Collection entries:
+---+
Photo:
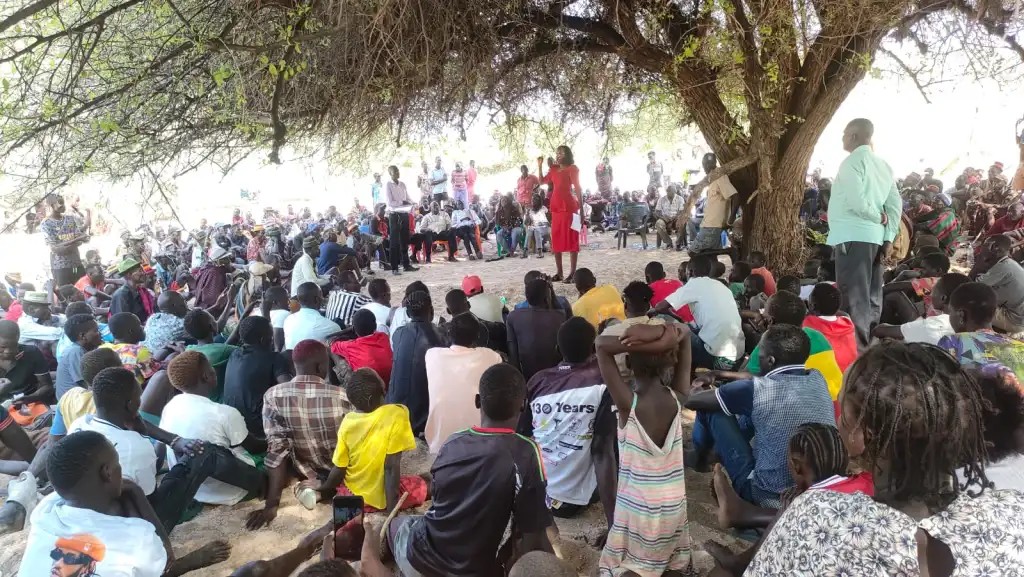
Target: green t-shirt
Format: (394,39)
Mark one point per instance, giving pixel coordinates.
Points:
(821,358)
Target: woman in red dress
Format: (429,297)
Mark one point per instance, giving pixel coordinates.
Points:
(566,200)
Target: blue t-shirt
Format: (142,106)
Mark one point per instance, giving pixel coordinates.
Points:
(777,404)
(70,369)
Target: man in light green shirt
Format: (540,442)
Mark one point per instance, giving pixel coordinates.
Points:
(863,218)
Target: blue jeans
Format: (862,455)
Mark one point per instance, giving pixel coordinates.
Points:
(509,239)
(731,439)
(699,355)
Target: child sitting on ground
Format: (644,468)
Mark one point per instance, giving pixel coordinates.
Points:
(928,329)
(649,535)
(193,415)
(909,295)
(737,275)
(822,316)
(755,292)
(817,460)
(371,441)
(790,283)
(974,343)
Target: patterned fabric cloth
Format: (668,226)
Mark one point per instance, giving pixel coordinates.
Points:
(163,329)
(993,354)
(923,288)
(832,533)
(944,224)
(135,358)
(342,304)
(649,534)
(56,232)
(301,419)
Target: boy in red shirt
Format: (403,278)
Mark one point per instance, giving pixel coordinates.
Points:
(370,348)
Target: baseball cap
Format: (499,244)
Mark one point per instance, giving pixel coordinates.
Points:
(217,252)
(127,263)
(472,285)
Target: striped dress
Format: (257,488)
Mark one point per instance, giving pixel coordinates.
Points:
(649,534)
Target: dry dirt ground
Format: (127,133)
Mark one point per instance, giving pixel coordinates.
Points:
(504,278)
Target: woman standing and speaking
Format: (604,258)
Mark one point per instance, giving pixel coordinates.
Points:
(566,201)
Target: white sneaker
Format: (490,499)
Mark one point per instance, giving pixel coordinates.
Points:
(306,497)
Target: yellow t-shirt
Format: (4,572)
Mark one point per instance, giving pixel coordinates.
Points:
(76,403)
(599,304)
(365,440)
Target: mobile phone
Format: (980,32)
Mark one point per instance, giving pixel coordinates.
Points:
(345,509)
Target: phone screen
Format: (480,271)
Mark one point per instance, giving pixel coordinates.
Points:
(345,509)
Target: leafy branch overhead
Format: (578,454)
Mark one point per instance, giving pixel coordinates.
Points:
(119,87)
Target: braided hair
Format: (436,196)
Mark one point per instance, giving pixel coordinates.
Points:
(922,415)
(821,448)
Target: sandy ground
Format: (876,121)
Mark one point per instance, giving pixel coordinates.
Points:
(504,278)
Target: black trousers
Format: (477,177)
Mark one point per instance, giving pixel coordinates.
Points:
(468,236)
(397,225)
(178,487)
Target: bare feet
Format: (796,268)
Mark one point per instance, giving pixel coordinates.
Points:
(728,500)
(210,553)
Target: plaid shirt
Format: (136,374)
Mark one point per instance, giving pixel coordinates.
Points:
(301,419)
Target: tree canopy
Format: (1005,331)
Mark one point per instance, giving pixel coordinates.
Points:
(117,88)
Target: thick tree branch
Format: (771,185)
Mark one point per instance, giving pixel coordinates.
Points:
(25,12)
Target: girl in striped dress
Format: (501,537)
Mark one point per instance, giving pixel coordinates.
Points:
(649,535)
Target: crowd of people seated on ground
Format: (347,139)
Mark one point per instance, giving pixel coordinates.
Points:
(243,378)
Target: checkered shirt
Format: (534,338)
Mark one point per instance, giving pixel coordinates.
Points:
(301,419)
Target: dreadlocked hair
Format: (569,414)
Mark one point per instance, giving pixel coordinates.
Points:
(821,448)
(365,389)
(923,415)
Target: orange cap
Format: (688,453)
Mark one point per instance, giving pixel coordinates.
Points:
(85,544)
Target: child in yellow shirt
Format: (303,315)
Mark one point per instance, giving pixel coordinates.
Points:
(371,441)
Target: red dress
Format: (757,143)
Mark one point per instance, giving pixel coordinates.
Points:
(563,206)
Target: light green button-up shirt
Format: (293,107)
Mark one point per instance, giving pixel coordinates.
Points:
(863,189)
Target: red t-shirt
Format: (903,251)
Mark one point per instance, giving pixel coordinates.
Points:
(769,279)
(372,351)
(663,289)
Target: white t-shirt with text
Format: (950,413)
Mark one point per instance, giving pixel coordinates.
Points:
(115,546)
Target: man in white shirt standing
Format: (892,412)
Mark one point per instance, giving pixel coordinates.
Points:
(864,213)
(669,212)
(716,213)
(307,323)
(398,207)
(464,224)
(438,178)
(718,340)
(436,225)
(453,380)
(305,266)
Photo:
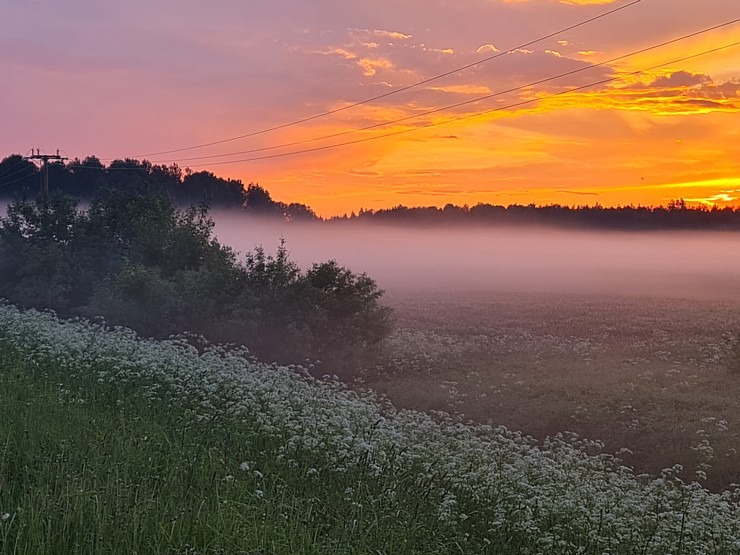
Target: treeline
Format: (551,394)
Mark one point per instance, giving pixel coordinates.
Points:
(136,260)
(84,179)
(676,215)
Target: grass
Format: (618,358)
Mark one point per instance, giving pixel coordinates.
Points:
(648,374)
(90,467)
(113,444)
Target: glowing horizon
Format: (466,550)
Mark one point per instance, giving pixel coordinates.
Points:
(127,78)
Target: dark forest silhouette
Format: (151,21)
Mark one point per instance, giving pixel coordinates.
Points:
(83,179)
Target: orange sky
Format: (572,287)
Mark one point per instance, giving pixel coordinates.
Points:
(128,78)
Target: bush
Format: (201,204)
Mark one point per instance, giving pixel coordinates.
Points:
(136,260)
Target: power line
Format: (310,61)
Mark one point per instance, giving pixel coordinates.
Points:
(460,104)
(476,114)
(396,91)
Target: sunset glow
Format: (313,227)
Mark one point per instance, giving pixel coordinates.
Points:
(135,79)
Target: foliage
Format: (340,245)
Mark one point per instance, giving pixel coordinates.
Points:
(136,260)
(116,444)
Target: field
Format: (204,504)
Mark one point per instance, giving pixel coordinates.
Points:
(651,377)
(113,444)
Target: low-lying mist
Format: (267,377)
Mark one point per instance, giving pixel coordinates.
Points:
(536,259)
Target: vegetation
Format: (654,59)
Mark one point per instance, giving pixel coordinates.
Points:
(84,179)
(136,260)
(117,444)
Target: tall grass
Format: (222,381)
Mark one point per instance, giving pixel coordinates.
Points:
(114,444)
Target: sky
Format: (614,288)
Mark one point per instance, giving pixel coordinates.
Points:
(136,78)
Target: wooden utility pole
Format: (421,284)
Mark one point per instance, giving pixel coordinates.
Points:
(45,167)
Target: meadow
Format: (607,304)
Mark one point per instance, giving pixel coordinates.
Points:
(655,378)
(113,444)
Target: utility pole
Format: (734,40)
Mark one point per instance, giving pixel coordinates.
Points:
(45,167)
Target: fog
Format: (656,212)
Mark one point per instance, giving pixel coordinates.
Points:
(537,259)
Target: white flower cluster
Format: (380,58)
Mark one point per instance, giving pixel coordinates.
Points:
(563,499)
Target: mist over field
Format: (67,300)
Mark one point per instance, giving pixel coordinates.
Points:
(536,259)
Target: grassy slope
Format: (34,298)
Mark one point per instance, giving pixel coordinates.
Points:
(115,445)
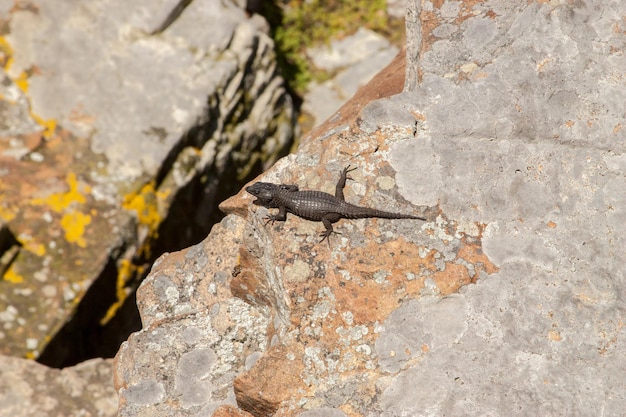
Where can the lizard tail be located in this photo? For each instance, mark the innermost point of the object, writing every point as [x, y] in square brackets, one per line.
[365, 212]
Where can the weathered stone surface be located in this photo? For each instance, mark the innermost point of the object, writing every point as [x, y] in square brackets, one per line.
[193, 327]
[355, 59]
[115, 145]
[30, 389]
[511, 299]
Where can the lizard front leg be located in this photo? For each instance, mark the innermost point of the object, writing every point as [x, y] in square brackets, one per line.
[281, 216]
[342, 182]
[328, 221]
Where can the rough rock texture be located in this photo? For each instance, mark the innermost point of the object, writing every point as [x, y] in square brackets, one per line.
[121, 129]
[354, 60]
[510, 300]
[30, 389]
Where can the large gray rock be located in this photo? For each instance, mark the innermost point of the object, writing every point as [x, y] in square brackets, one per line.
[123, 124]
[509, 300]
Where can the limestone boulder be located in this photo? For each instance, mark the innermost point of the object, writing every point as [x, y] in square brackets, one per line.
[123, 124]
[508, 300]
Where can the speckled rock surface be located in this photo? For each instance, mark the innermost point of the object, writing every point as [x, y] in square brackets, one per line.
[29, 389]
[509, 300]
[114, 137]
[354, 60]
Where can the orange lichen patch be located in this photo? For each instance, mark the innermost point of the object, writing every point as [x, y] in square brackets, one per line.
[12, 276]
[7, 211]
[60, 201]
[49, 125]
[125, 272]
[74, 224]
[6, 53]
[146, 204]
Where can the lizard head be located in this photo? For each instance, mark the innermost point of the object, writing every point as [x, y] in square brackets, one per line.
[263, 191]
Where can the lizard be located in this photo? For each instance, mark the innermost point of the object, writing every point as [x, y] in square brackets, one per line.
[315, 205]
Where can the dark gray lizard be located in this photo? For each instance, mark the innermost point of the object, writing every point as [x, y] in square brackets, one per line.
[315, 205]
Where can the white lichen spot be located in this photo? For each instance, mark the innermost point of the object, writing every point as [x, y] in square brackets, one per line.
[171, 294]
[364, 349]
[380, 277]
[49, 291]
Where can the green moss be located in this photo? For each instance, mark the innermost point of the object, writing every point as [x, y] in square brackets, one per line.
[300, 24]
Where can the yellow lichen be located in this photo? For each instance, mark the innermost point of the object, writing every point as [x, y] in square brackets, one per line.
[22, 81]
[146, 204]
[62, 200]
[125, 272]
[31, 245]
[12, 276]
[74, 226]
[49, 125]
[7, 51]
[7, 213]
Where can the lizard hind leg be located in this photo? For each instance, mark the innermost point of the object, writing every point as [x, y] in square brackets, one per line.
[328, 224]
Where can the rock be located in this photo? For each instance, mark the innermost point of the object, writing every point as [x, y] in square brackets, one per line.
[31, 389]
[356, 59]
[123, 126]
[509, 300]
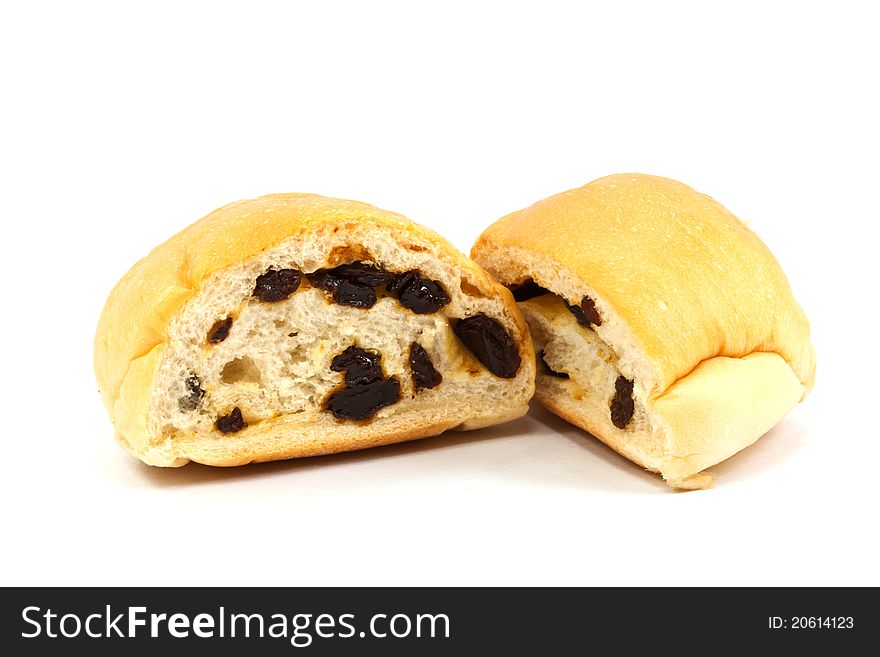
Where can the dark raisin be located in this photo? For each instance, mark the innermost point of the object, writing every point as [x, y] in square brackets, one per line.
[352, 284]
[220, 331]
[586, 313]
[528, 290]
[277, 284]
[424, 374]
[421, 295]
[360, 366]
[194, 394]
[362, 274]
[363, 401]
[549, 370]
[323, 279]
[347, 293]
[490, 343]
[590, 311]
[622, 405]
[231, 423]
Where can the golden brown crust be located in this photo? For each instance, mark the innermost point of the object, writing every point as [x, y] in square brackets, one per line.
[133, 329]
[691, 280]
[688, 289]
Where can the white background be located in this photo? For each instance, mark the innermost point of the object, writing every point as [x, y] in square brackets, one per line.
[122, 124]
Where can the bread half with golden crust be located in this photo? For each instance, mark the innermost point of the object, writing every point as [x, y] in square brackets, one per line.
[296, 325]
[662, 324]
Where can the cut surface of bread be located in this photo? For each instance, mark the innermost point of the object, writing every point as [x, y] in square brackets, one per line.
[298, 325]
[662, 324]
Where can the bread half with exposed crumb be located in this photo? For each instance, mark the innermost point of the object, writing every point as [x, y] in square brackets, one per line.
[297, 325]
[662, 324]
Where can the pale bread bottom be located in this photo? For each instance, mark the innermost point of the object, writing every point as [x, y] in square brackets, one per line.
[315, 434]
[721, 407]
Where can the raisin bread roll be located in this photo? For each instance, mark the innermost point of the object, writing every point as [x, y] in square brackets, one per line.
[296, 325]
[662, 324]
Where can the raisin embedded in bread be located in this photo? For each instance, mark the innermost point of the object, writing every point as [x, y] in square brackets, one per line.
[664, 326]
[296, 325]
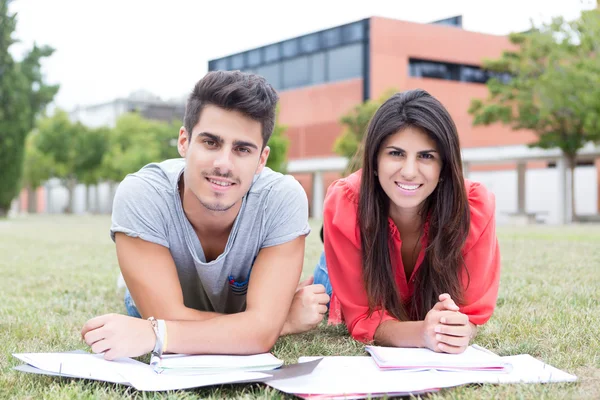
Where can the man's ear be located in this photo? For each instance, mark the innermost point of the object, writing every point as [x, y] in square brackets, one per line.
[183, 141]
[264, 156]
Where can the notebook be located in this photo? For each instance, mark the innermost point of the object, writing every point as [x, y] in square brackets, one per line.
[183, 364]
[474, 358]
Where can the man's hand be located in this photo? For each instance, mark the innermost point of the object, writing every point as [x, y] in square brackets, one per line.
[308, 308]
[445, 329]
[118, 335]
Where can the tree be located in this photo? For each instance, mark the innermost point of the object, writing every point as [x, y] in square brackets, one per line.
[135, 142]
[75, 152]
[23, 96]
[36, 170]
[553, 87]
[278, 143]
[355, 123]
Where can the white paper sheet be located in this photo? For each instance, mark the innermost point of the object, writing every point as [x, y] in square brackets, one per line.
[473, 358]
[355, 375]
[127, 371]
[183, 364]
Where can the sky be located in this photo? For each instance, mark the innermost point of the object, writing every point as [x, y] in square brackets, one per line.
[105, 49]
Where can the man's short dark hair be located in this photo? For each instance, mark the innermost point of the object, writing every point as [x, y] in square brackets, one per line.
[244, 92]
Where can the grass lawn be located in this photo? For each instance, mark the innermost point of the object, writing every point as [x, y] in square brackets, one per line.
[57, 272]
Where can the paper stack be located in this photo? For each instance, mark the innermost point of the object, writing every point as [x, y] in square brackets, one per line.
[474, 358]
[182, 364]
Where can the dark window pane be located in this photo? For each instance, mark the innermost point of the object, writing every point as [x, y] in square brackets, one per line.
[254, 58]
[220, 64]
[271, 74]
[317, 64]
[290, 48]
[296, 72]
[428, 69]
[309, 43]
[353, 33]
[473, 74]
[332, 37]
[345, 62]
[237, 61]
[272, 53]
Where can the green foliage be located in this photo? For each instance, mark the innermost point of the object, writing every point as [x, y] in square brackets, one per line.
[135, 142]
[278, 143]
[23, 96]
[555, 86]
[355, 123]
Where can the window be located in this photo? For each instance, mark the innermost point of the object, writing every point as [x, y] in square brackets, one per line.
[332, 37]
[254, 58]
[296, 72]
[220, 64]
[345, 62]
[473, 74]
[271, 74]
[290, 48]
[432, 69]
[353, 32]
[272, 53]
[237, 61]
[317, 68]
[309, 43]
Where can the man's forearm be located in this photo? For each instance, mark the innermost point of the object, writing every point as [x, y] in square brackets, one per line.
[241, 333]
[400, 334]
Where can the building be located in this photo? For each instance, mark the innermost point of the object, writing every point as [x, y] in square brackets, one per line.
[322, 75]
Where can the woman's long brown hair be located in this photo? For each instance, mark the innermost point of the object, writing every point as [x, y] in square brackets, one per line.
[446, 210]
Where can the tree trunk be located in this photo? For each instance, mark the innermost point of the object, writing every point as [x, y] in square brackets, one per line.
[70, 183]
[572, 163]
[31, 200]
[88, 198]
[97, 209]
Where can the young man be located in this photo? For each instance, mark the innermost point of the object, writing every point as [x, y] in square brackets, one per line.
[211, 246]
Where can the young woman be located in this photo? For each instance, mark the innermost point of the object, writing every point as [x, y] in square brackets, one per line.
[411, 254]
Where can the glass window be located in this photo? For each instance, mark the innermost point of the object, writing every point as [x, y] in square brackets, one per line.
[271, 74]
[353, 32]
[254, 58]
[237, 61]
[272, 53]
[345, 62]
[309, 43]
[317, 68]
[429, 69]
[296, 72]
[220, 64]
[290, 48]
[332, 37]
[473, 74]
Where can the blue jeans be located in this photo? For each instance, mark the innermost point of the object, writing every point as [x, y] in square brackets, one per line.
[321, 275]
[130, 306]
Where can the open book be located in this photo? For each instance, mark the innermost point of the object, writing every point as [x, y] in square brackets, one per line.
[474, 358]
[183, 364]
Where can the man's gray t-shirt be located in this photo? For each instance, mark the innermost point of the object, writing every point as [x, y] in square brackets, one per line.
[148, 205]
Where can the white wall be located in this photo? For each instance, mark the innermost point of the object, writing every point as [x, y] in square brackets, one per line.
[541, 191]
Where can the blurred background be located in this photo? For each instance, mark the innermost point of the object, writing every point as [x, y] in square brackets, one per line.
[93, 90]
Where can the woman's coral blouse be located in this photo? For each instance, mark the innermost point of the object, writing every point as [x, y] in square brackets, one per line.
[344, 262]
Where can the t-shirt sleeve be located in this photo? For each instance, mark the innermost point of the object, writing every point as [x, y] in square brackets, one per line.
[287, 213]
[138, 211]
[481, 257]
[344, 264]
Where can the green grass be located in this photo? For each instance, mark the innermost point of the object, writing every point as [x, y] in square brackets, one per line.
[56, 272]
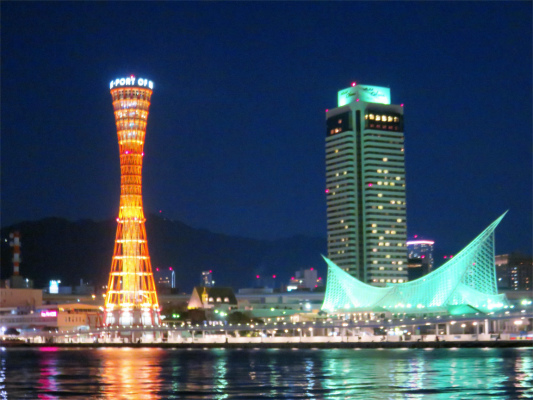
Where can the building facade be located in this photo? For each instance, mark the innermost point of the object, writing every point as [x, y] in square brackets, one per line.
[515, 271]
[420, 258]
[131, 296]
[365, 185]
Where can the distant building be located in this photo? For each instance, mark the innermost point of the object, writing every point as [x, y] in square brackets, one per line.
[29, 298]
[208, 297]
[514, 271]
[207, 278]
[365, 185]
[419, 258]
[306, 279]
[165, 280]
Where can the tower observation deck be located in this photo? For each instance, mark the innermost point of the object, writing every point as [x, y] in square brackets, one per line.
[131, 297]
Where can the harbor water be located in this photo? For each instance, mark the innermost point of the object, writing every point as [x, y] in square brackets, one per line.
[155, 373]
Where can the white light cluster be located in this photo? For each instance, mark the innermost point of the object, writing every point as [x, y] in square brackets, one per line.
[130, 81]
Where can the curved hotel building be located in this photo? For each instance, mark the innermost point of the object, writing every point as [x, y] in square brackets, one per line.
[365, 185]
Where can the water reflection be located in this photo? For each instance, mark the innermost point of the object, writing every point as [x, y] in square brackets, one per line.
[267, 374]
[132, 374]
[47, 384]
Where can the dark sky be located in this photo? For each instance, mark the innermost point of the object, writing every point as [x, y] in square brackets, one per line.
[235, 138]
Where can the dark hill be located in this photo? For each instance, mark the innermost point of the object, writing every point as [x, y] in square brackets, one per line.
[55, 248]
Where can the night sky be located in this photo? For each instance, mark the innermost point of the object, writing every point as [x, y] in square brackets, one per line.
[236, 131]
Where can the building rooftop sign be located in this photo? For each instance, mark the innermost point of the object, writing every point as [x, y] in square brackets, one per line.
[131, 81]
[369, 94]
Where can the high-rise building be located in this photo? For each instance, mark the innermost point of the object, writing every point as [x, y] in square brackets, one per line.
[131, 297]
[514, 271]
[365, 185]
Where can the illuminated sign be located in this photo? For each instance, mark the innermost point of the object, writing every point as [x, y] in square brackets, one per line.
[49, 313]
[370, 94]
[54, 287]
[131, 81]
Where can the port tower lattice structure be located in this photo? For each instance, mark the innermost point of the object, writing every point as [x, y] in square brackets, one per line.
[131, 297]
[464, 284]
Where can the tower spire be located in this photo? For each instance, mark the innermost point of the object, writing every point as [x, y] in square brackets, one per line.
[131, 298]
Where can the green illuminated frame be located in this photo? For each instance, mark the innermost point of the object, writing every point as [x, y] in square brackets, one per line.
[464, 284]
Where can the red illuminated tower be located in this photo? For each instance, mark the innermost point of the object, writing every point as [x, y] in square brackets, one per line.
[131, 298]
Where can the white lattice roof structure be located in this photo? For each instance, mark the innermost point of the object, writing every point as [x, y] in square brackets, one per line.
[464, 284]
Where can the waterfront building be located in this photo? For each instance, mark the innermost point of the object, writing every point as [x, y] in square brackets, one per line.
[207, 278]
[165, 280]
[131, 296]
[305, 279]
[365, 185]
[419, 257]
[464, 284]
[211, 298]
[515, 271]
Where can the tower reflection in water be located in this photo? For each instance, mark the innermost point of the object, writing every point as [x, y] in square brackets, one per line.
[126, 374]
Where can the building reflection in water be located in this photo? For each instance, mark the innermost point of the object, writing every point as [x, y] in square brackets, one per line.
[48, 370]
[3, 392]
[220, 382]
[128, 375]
+---+
Rewrite the stretch from the line containing "Where can the building rooftop" through the end of the records, keeping every line. Shift each coordinate in the answers by adding 25 to it.

▸ Task result
Where can the building rooftop sign be located in this photo? For each instance, mark the innermost point of the object, writing every point as [x, y] in square brackets, one per line.
[156, 106]
[394, 119]
Where can the high-rise building be located in this photo? For each instance, mark the innermost point of the object, writing every point as [x, y] in square brackets, one per line.
[156, 322]
[539, 296]
[390, 210]
Where can the illuminated sign be located in this photo? For each instance, mark the innermost point of the object, writing every point as [x, y] in square brackets, one per line.
[74, 338]
[395, 119]
[79, 312]
[156, 106]
Where can the port tower lattice structure be located in this photo? For each instance, mark the innermost point of the object, writing every point as [x, y] in square brackets, one per line.
[156, 322]
[489, 309]
Where can the tower spire be located in this photo? For each instance, mark the innermost point of the object, writing every point as [x, y] in square brackets, one per line.
[156, 323]
Where can the green illuminated frame be located in this photo? For each instance, mark the innermost point of the object, writing every point as [x, y] in square brackets, one per line.
[489, 309]
Where can the red illuminated tower be located in this photo? For each instance, mark the innermost point of the object, writing every point as [x, y] in square brackets, one per line.
[156, 323]
Where can the white lattice roof structure be located in this photo? For each instance, mark the innermost point of the object, writing every point as [x, y] in square brackets, one per line.
[489, 309]
Where can the waterfront building be located in this photo? For each instance, mark the innermost point of the object, writing every point as [x, y] in square brackets, one per line.
[232, 303]
[190, 305]
[156, 321]
[330, 304]
[390, 210]
[444, 282]
[489, 309]
[236, 323]
[540, 296]
Where can the tower reflection in water be located in this photo? For each instance, mark the innermost point of the object, writing every point as [x, y] in square brackets, one per line.
[151, 399]
Where can the building reflection in water be located in this photo? For each instance, mark the innermost point of the object, writing every point as [x, y] in square brackets, one per line.
[73, 395]
[28, 417]
[245, 407]
[153, 400]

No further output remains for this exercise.